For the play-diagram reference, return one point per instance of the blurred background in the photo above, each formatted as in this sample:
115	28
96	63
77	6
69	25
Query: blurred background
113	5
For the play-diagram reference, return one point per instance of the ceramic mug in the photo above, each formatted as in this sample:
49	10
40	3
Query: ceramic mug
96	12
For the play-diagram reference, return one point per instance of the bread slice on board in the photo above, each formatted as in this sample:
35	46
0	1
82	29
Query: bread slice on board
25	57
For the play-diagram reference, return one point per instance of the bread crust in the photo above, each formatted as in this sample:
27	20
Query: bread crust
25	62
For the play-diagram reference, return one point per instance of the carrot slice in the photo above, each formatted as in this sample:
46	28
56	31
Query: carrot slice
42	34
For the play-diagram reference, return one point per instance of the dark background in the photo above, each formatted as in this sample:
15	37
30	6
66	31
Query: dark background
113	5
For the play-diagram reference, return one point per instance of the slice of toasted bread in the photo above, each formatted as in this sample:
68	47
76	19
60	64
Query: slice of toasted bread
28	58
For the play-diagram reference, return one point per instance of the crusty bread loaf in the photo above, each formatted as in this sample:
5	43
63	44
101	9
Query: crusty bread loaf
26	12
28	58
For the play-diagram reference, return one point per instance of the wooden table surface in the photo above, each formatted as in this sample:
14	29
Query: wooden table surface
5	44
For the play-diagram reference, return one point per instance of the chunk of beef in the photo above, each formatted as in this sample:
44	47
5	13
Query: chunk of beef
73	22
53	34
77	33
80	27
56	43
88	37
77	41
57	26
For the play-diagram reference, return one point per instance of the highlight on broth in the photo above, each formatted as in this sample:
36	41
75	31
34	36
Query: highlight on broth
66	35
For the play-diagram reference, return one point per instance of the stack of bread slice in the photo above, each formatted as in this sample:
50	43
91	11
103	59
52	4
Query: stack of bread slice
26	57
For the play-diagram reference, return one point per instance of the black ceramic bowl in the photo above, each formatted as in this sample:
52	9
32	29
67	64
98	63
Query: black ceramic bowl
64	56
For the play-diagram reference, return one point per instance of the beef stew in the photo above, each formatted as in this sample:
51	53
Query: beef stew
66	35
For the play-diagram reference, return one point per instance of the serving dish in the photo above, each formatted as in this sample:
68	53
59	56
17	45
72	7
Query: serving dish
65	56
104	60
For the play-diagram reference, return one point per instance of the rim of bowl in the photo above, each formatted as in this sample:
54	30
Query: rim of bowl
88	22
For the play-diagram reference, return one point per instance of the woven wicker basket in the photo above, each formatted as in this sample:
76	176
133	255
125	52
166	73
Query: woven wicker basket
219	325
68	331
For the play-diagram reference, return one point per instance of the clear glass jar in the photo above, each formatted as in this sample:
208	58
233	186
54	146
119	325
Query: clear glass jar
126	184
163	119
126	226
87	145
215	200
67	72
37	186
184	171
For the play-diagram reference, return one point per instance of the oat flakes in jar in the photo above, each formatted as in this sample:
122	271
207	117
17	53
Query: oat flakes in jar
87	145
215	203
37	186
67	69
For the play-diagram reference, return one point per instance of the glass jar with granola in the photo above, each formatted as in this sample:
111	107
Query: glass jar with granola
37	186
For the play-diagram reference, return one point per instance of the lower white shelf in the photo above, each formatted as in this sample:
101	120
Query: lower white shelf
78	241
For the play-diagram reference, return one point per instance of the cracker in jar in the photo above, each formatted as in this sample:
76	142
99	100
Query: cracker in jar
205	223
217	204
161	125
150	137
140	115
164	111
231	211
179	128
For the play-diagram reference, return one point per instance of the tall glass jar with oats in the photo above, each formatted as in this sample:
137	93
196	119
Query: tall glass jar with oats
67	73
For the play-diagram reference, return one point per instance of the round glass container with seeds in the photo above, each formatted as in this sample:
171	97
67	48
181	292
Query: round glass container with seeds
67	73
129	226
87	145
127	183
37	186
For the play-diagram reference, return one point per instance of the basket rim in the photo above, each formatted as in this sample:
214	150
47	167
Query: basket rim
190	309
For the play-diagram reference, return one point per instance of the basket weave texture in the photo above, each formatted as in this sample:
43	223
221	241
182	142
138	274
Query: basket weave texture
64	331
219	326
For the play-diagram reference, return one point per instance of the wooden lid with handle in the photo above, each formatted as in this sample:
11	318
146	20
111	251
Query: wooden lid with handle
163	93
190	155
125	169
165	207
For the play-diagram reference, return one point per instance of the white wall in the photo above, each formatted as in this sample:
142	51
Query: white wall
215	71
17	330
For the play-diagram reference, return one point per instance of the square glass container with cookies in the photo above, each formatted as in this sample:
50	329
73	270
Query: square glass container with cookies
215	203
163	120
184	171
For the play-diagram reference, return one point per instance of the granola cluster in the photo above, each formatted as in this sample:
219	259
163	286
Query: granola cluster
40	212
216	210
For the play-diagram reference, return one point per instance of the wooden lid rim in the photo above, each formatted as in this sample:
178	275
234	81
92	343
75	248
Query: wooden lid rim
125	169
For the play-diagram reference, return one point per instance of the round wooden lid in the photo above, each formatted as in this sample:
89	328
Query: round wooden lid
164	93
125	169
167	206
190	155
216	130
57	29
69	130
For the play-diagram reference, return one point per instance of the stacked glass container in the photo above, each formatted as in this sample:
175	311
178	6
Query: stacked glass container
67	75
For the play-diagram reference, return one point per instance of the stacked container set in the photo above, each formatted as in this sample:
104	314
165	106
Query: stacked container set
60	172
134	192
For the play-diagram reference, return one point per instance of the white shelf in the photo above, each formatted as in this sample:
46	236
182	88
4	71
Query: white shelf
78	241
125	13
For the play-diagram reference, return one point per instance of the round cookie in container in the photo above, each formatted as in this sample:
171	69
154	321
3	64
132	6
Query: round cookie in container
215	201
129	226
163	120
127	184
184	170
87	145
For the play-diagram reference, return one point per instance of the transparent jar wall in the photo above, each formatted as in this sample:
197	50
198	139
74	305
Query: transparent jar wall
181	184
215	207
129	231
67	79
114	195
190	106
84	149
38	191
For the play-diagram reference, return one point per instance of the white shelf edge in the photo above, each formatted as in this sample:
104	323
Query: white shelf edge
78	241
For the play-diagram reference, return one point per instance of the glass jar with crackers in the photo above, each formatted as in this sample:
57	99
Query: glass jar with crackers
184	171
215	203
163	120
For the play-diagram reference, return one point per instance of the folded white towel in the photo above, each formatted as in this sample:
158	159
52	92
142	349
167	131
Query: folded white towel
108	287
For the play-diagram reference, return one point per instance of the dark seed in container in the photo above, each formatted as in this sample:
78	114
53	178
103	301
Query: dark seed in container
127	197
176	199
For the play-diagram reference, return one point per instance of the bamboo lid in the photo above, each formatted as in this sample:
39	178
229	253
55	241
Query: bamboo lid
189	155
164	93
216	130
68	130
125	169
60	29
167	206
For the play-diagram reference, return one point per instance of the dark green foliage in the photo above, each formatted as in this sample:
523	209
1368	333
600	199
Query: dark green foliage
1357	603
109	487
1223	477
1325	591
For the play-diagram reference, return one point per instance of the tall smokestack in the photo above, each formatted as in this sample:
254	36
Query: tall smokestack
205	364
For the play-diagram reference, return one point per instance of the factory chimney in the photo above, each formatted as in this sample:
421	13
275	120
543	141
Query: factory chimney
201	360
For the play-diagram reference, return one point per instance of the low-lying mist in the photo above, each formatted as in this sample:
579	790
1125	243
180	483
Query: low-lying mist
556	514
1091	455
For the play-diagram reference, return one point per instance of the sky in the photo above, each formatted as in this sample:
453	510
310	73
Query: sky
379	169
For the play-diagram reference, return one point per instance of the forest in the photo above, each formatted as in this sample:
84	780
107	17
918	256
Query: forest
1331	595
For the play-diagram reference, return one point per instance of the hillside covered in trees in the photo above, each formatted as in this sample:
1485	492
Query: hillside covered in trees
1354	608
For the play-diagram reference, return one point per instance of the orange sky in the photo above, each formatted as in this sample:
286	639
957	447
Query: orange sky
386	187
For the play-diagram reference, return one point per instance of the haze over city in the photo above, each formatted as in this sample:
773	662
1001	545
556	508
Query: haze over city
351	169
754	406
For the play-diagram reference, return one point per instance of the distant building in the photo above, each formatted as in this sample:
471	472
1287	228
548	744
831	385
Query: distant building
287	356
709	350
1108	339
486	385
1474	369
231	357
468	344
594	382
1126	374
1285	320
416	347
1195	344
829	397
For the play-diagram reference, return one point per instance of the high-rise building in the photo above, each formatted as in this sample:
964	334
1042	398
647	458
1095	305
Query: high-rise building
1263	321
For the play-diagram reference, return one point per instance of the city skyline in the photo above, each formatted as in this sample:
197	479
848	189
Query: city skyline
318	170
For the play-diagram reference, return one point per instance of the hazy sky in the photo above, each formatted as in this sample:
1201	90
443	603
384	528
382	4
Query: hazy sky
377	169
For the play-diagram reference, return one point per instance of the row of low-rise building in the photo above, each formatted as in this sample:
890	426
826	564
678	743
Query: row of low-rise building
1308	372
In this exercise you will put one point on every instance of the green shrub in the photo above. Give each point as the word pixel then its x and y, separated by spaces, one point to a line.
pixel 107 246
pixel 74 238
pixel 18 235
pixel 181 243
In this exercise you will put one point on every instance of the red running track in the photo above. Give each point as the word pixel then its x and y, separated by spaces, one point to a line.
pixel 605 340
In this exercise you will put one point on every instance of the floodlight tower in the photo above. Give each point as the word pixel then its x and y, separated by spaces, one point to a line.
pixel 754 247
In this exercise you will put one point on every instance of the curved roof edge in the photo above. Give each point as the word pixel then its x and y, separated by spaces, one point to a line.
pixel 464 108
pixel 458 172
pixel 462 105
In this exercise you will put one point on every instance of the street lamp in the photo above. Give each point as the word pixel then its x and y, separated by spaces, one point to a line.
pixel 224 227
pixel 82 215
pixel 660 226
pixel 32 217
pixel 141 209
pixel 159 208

━━━━━━━━━━━━━━━━━━━━━━━━━━━━━━

#### [REQUIRED TASK]
The required output is the exact sequence of lines from the one containing "the red running" through the end of the listing, both endpoints included.

#### [WORKED SOLUTION]
In this exercise you will put one point on every instance of the red running track in the photo above. Give each point as the word pixel then its x and y, separated by spaces, one point to a line.
pixel 605 340
In this exercise you will put one point on every instance of the floodlight tower in the photo above. Give each point as the word pixel then its x and y, separated by spaces, one point to a line.
pixel 754 247
In this exercise you will put one point on every instance of the curved roof edge in the photo above. Give each point as the word pixel then its x and y, separated by spaces, one point to a line.
pixel 464 108
pixel 458 172
pixel 462 105
In this exercise you will put one point on every instance of the street lamp in the photo above. Give each point as the word pixel then its x and y, separated by spaces, one point to a line.
pixel 224 227
pixel 82 215
pixel 660 226
pixel 32 217
pixel 141 209
pixel 159 208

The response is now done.